◆ Document:
Start

Trading cryptocurrency without trusted third-parties (part I)


[Full disclosure: the author works on security for a cryptocurrency exchange]

The collapse of Mt. Gox in 2014 and its aftermath has inspired a healthy dose of skepticism towards storing cryptocurrency with online services. It has also inspired the search for decentralized exchange models where the functionality provided by MtGox can be realized without a single point-of-failure where all risk is concentrated. While the mystery of what went on at Mt Gox remains unresolved to this day, blockchain designs have continued to evolve. Bitcoin itself has not changed much at the protocol level, although it added a couple of new instructions to the scripting language. More significant advances happened with the introduction of segregated-witness, along with the emergence of so-called “layer 2” solutions for scaling such as the Lightning Network. Even more promising is the emergence of alternative blockchains capable of expressing more complex semantics, most notably Ethereum with its Turing-complete smart-contract language. This makes it a good time to revisit the problem of decentralized cryptocurrency exchange without the concentration risk created by storing funds.

Answering this question in turn requires reexamining the purpose of an exchange. At the simplest level, an exchange connects buyers and sellers. Sellers post the quantity they are willing to part with and a price they are willing to accept. Buyers in turn place bids to purchase a specific quantity at a price of their choosing. When these two sides “cross”—the bid meets or exceeds an ask— a trade is executed. The exchange facilitates the transfer of assets in both directions, delivering assets to the buyer while compensating the seller with the funds provided by the buyer.

In an ideal world where everyone is good for their word, this arrangement does not require parking any funds with the exchange.  If Alice offers to sell 1BTC and Bob has agreed to purchase that for $1200, we can count on Alice to deliver the cryptocurrency and Bob to send the US dollars. In this hypothetical universe, they do not have to place funds in escrow with the exchange or for that matter any other third-party. Bob can wire fiat currency to Alice’s bank-account and Alice sends Bitcoin over the blockchain to Bob’s address. In reality of course people frequently deviate from expected protocol, violate contractual obligations or engage in outright fraud. Perhaps Bob never had the funds to begin with or he had a change of heart after finding a cheaper price on another exchange after agreeing to the trade with Alice.

These are examples of counter-party risk. It becomes increasingly unmanageable at scale. It would be one thing if Alice and Bob happen to know each other, or expect to be doing business continuously—in these scenarios “defecting” and trying to cheat the other side becomes counterproductive. With thousands of participants in the market and interactions between any pair being infrequent, there is not much of an opportunity to build up a reputation. It is infeasible for everyone to keep tabs on the trustworthiness of every potential counter-party they may be trading with, or to disadvantage new participants because they have no prior history to evaluate.

End

◆ Extracted records:
Start

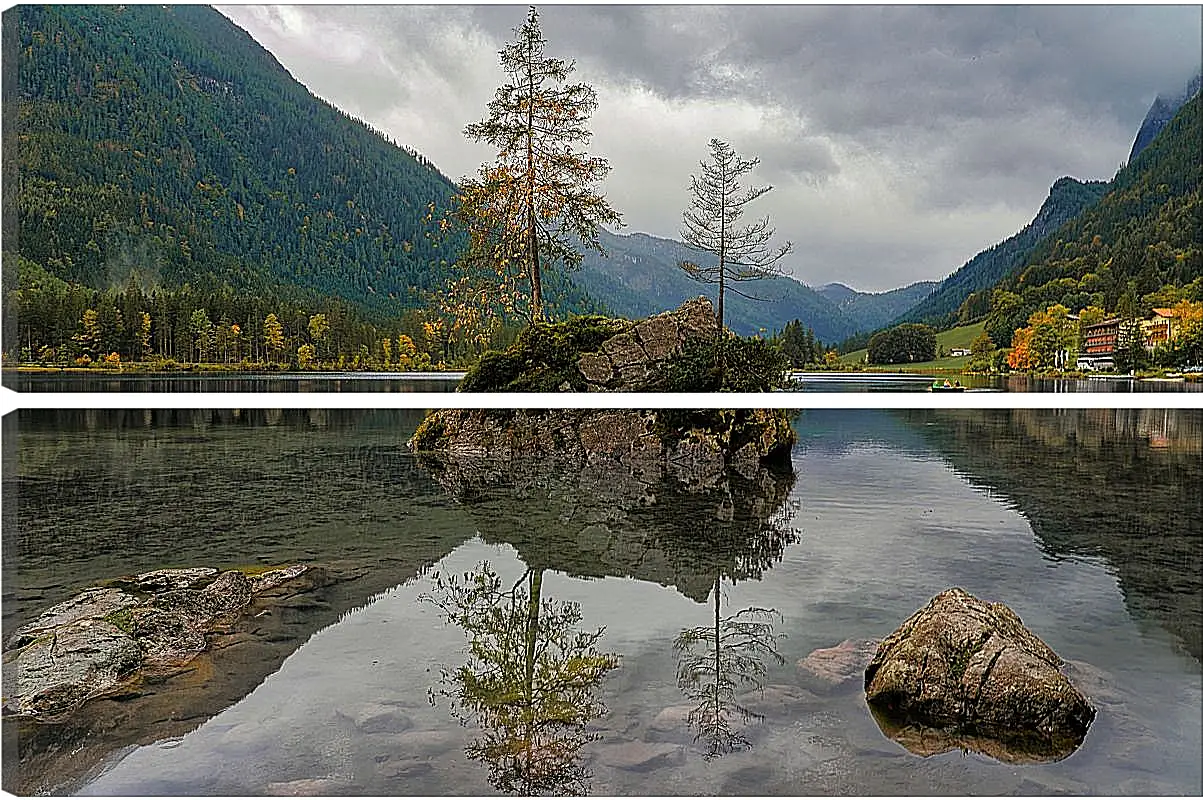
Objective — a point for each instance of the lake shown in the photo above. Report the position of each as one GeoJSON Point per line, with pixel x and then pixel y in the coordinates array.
{"type": "Point", "coordinates": [378, 381]}
{"type": "Point", "coordinates": [1085, 522]}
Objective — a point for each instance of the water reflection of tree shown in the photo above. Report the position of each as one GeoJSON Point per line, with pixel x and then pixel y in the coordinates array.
{"type": "Point", "coordinates": [718, 661]}
{"type": "Point", "coordinates": [610, 520]}
{"type": "Point", "coordinates": [528, 682]}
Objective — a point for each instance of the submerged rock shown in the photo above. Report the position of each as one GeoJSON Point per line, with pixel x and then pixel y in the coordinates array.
{"type": "Point", "coordinates": [89, 604]}
{"type": "Point", "coordinates": [69, 665]}
{"type": "Point", "coordinates": [843, 662]}
{"type": "Point", "coordinates": [101, 640]}
{"type": "Point", "coordinates": [971, 670]}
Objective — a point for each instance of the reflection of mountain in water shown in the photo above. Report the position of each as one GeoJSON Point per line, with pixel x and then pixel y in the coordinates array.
{"type": "Point", "coordinates": [1123, 485]}
{"type": "Point", "coordinates": [603, 519]}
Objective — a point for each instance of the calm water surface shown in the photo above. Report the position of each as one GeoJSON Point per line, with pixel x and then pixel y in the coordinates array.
{"type": "Point", "coordinates": [1086, 522]}
{"type": "Point", "coordinates": [368, 381]}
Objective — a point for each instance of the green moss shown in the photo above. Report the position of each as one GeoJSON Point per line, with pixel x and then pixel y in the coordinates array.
{"type": "Point", "coordinates": [544, 356]}
{"type": "Point", "coordinates": [724, 365]}
{"type": "Point", "coordinates": [123, 618]}
{"type": "Point", "coordinates": [428, 433]}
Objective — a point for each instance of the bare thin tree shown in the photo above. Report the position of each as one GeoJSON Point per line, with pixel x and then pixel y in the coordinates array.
{"type": "Point", "coordinates": [711, 223]}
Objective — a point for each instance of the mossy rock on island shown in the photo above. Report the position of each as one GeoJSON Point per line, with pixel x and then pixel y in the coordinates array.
{"type": "Point", "coordinates": [674, 351]}
{"type": "Point", "coordinates": [694, 446]}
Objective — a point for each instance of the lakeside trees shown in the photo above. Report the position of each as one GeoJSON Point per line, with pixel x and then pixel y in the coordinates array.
{"type": "Point", "coordinates": [66, 324]}
{"type": "Point", "coordinates": [904, 344]}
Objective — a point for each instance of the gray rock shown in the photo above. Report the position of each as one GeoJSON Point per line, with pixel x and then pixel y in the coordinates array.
{"type": "Point", "coordinates": [169, 638]}
{"type": "Point", "coordinates": [377, 718]}
{"type": "Point", "coordinates": [61, 669]}
{"type": "Point", "coordinates": [778, 700]}
{"type": "Point", "coordinates": [596, 367]}
{"type": "Point", "coordinates": [309, 788]}
{"type": "Point", "coordinates": [623, 350]}
{"type": "Point", "coordinates": [697, 320]}
{"type": "Point", "coordinates": [843, 662]}
{"type": "Point", "coordinates": [658, 336]}
{"type": "Point", "coordinates": [230, 592]}
{"type": "Point", "coordinates": [964, 665]}
{"type": "Point", "coordinates": [404, 770]}
{"type": "Point", "coordinates": [89, 604]}
{"type": "Point", "coordinates": [161, 580]}
{"type": "Point", "coordinates": [671, 720]}
{"type": "Point", "coordinates": [274, 578]}
{"type": "Point", "coordinates": [412, 744]}
{"type": "Point", "coordinates": [89, 645]}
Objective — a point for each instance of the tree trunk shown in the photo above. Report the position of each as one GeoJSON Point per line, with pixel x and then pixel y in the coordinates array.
{"type": "Point", "coordinates": [533, 244]}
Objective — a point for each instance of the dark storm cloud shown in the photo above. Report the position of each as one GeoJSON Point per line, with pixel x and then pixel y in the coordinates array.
{"type": "Point", "coordinates": [901, 140]}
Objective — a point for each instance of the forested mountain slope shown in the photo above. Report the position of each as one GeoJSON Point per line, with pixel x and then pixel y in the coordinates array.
{"type": "Point", "coordinates": [1145, 232]}
{"type": "Point", "coordinates": [871, 310]}
{"type": "Point", "coordinates": [165, 141]}
{"type": "Point", "coordinates": [947, 304]}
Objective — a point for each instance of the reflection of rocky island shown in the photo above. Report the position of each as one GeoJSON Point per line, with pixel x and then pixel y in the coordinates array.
{"type": "Point", "coordinates": [677, 514]}
{"type": "Point", "coordinates": [681, 498]}
{"type": "Point", "coordinates": [1119, 484]}
{"type": "Point", "coordinates": [529, 681]}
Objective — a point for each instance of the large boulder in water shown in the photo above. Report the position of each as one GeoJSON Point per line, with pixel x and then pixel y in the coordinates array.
{"type": "Point", "coordinates": [971, 669]}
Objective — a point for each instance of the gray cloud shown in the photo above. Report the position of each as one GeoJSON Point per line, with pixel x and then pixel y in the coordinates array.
{"type": "Point", "coordinates": [901, 140]}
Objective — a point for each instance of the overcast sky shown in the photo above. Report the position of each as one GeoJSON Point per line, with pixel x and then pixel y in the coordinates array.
{"type": "Point", "coordinates": [900, 140]}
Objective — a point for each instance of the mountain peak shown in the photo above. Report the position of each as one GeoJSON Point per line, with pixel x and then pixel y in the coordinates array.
{"type": "Point", "coordinates": [1160, 113]}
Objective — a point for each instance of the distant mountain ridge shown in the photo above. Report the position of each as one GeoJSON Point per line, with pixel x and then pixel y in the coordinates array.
{"type": "Point", "coordinates": [1160, 113]}
{"type": "Point", "coordinates": [639, 276]}
{"type": "Point", "coordinates": [871, 310]}
{"type": "Point", "coordinates": [948, 304]}
{"type": "Point", "coordinates": [1143, 233]}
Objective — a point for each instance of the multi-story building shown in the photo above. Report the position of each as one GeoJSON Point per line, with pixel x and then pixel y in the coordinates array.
{"type": "Point", "coordinates": [1098, 343]}
{"type": "Point", "coordinates": [1160, 329]}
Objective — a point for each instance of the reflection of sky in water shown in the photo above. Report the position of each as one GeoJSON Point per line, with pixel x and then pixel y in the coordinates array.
{"type": "Point", "coordinates": [884, 523]}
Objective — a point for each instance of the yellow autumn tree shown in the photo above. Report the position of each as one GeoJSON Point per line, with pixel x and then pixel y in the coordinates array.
{"type": "Point", "coordinates": [528, 208]}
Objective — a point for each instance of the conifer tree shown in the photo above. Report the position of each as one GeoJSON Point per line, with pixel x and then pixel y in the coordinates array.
{"type": "Point", "coordinates": [526, 211]}
{"type": "Point", "coordinates": [711, 224]}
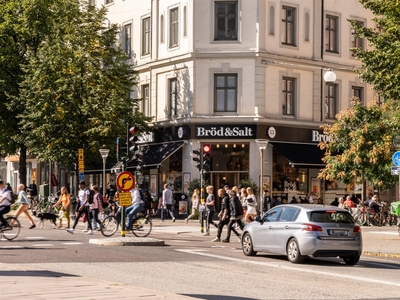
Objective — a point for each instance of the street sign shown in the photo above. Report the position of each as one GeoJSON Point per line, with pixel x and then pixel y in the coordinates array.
{"type": "Point", "coordinates": [396, 158]}
{"type": "Point", "coordinates": [125, 181]}
{"type": "Point", "coordinates": [125, 199]}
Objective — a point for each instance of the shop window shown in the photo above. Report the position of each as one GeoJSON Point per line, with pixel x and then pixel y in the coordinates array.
{"type": "Point", "coordinates": [226, 20]}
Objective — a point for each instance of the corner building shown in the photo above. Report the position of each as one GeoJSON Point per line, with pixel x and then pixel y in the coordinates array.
{"type": "Point", "coordinates": [229, 73]}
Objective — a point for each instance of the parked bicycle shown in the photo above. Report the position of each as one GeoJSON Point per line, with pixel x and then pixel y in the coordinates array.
{"type": "Point", "coordinates": [10, 232]}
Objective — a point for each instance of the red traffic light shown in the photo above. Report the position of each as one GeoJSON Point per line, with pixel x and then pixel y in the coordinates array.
{"type": "Point", "coordinates": [206, 149]}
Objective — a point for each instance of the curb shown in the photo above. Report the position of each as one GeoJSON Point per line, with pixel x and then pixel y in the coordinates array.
{"type": "Point", "coordinates": [127, 242]}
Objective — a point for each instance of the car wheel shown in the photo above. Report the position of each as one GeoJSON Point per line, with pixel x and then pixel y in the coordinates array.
{"type": "Point", "coordinates": [351, 260]}
{"type": "Point", "coordinates": [293, 252]}
{"type": "Point", "coordinates": [247, 245]}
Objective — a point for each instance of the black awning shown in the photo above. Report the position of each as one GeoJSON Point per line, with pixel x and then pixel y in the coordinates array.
{"type": "Point", "coordinates": [154, 155]}
{"type": "Point", "coordinates": [301, 154]}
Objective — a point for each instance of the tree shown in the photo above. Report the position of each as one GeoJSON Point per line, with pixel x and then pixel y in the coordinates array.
{"type": "Point", "coordinates": [360, 146]}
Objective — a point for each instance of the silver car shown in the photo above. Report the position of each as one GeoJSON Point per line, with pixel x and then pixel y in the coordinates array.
{"type": "Point", "coordinates": [304, 230]}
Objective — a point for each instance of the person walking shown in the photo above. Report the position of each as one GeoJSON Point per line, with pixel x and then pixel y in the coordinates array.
{"type": "Point", "coordinates": [24, 205]}
{"type": "Point", "coordinates": [65, 201]}
{"type": "Point", "coordinates": [84, 208]}
{"type": "Point", "coordinates": [210, 209]}
{"type": "Point", "coordinates": [195, 204]}
{"type": "Point", "coordinates": [167, 202]}
{"type": "Point", "coordinates": [236, 216]}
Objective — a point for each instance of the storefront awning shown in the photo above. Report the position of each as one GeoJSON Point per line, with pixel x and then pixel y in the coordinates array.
{"type": "Point", "coordinates": [301, 154]}
{"type": "Point", "coordinates": [154, 155]}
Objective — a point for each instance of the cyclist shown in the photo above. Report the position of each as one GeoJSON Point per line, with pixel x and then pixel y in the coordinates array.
{"type": "Point", "coordinates": [5, 203]}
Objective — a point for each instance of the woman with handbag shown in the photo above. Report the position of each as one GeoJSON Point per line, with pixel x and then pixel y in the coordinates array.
{"type": "Point", "coordinates": [65, 201]}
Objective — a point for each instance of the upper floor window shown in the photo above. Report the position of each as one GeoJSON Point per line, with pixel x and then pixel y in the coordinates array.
{"type": "Point", "coordinates": [146, 100]}
{"type": "Point", "coordinates": [225, 98]}
{"type": "Point", "coordinates": [128, 40]}
{"type": "Point", "coordinates": [288, 27]}
{"type": "Point", "coordinates": [173, 27]}
{"type": "Point", "coordinates": [288, 96]}
{"type": "Point", "coordinates": [226, 20]}
{"type": "Point", "coordinates": [173, 97]}
{"type": "Point", "coordinates": [331, 34]}
{"type": "Point", "coordinates": [145, 36]}
{"type": "Point", "coordinates": [331, 100]}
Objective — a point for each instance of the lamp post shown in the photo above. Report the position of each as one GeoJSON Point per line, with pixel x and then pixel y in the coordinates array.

End

◆ The task: List every way that, according to the article on trading cryptocurrency without trusted third parties, people in reality fail to act as they should in a trade.

◆ Final result:
- They deviate from expected protocol.
- They violate contractual obligations.
- They engage in outright fraud.